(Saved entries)
• • • • • • •

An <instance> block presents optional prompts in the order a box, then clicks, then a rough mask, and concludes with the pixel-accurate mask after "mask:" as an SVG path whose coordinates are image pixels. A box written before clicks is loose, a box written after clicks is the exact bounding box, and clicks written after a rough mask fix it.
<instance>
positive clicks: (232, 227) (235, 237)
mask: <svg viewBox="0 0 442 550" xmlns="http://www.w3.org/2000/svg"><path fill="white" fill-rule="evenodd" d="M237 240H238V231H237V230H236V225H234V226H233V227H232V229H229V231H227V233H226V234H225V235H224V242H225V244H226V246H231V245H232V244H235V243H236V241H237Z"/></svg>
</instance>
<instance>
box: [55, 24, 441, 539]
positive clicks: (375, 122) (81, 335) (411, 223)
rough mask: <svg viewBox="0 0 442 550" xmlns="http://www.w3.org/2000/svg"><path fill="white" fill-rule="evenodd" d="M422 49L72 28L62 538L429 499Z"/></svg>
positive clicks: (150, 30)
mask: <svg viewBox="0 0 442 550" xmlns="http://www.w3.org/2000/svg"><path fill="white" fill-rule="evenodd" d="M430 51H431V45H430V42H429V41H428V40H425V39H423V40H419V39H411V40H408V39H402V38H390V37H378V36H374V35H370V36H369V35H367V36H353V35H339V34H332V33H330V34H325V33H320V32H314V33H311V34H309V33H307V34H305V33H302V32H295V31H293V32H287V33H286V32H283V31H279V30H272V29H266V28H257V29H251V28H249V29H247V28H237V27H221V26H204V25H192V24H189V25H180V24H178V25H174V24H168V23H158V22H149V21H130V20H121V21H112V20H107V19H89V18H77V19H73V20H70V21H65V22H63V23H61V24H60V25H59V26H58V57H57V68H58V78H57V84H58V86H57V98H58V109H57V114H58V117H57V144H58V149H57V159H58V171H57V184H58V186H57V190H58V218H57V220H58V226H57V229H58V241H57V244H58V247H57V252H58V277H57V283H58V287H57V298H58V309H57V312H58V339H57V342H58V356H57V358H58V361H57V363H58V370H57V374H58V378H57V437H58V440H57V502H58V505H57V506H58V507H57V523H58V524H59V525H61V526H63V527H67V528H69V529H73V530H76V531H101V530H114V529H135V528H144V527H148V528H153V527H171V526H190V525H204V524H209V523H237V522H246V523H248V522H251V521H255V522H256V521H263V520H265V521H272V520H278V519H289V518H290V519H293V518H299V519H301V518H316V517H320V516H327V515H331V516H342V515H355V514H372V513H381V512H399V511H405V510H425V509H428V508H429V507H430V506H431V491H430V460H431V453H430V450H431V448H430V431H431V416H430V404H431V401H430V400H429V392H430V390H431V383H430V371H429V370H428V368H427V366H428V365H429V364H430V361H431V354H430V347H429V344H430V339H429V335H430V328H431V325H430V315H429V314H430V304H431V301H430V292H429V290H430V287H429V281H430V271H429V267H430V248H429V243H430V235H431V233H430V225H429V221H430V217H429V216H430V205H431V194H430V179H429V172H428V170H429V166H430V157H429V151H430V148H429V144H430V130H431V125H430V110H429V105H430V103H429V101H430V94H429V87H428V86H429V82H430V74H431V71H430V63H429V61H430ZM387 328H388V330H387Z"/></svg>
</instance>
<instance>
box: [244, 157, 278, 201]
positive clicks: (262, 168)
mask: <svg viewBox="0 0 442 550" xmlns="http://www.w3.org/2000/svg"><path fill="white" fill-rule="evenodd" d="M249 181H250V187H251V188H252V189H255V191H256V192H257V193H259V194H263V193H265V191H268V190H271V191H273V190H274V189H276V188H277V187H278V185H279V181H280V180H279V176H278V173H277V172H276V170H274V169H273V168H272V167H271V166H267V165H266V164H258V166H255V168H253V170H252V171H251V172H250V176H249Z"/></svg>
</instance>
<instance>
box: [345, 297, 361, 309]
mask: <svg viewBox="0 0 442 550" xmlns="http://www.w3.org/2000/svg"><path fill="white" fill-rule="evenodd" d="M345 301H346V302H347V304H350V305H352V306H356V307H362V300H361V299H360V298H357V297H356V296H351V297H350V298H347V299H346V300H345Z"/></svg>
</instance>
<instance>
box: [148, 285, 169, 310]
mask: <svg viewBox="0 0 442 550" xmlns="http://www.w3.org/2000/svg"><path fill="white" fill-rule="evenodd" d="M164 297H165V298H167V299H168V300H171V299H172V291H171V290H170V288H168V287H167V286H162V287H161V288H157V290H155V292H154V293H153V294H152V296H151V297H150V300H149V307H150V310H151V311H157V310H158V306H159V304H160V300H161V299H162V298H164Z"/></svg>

• • • • • • •

## INSTRUCTIONS FOR THE TASK
Reproduce all of the data above verbatim, line for line.

## EXERCISE OUTPUT
An <instance> block presents optional prompts in the order a box, then clicks, then a rough mask, and concludes with the pixel-accurate mask after "mask:" as an SVG path whose coordinates are image pixels. A box written before clicks is loose, a box written after clicks is the exact bounding box, and clicks written after a rough mask fix it.
<instance>
positive clicks: (232, 227) (235, 237)
mask: <svg viewBox="0 0 442 550" xmlns="http://www.w3.org/2000/svg"><path fill="white" fill-rule="evenodd" d="M237 240H238V231H237V230H236V225H234V226H233V227H232V229H229V231H227V233H226V234H225V235H224V242H225V244H226V246H231V245H232V244H235V243H236V241H237Z"/></svg>
</instance>
<instance>
box: [55, 24, 441, 539]
positive clicks: (375, 122) (81, 335) (411, 223)
rough mask: <svg viewBox="0 0 442 550" xmlns="http://www.w3.org/2000/svg"><path fill="white" fill-rule="evenodd" d="M422 49L72 28L62 538L429 499Z"/></svg>
positive clicks: (150, 30)
mask: <svg viewBox="0 0 442 550" xmlns="http://www.w3.org/2000/svg"><path fill="white" fill-rule="evenodd" d="M430 51H431V45H430V42H429V41H428V40H425V39H423V40H419V39H411V40H408V39H402V38H390V37H378V36H374V35H370V36H369V35H367V36H353V35H339V34H332V33H330V34H325V33H320V32H314V33H311V34H309V33H307V34H305V33H302V32H295V31H293V32H287V33H286V32H283V31H279V30H272V29H266V28H257V29H251V28H249V29H247V28H237V27H221V26H204V25H192V24H189V25H180V24H178V25H174V24H168V23H158V22H149V21H130V20H121V21H112V20H107V19H89V18H77V19H73V20H70V21H65V22H63V23H61V24H60V25H59V26H58V57H57V68H58V78H57V84H58V86H57V98H58V109H57V114H58V117H57V144H58V149H57V159H58V171H57V184H58V186H57V190H58V218H57V220H58V226H57V229H58V241H57V244H58V247H57V252H58V277H57V283H58V287H57V298H58V309H57V312H58V339H57V342H58V356H57V358H58V361H57V363H58V370H57V374H58V378H57V437H58V440H57V502H58V505H57V506H58V507H57V523H58V524H59V525H61V526H63V527H67V528H69V529H73V530H76V531H101V530H114V529H135V528H144V527H148V528H153V527H171V526H190V525H204V524H209V523H237V522H246V523H248V522H251V521H255V522H256V521H263V520H265V521H272V520H278V519H289V518H290V519H293V518H299V519H301V518H316V517H320V516H327V515H331V516H342V515H355V514H372V513H381V512H399V511H405V510H425V509H428V508H429V507H430V506H431V491H430V460H431V453H430V450H431V448H430V431H431V416H430V404H431V401H430V400H429V392H430V390H431V383H430V371H429V370H428V368H427V366H428V365H429V364H430V361H431V354H430V347H429V344H430V339H429V335H430V328H431V325H430V315H429V314H430V304H431V301H430V292H429V290H430V287H429V281H430V271H429V267H430V248H429V243H430V235H431V233H430V225H429V221H430V217H429V216H430V205H431V194H430V179H429V172H428V170H429V166H430V157H429V151H430V148H429V144H430V130H431V125H430V110H429V105H430V103H429V101H430V94H429V87H428V86H429V82H430V74H431V71H430V63H429V61H430ZM387 328H388V330H387Z"/></svg>
</instance>
<instance>
box: [244, 157, 278, 201]
positive clicks: (262, 168)
mask: <svg viewBox="0 0 442 550" xmlns="http://www.w3.org/2000/svg"><path fill="white" fill-rule="evenodd" d="M249 181H250V187H251V188H252V189H255V191H256V192H257V193H259V194H263V193H265V191H268V190H271V191H273V190H274V189H276V188H277V187H278V185H279V181H280V180H279V176H278V173H277V172H276V170H274V169H273V168H272V167H271V166H267V165H266V164H258V166H255V168H253V170H252V171H251V172H250V176H249Z"/></svg>
</instance>
<instance>
box: [345, 297, 361, 309]
mask: <svg viewBox="0 0 442 550" xmlns="http://www.w3.org/2000/svg"><path fill="white" fill-rule="evenodd" d="M345 301H346V302H347V304H350V305H352V306H356V307H362V300H361V299H360V298H357V297H356V296H351V297H350V298H347V299H346V300H345Z"/></svg>
</instance>
<instance>
box: [148, 285, 169, 310]
mask: <svg viewBox="0 0 442 550" xmlns="http://www.w3.org/2000/svg"><path fill="white" fill-rule="evenodd" d="M164 297H165V298H167V299H168V300H171V299H172V291H171V290H170V288H168V287H167V286H162V287H161V288H157V290H155V292H154V293H153V294H152V296H151V297H150V300H149V307H150V310H151V311H157V310H158V306H159V304H160V300H161V299H162V298H164Z"/></svg>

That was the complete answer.